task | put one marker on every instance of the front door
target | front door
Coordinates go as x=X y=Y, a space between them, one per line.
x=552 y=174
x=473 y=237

▶ **OBJETIVO DE LA TAREA**
Desplaza las coordenadas de las respuestas sumando 62 a cada número y reproduce de nuevo todas las líneas de los datos, sin omitir ninguna.

▶ **RESULTADO OBTENIDO**
task | put one marker on every instance of the front door
target | front door
Coordinates go as x=X y=Y, a space between them, one per line.
x=614 y=236
x=535 y=299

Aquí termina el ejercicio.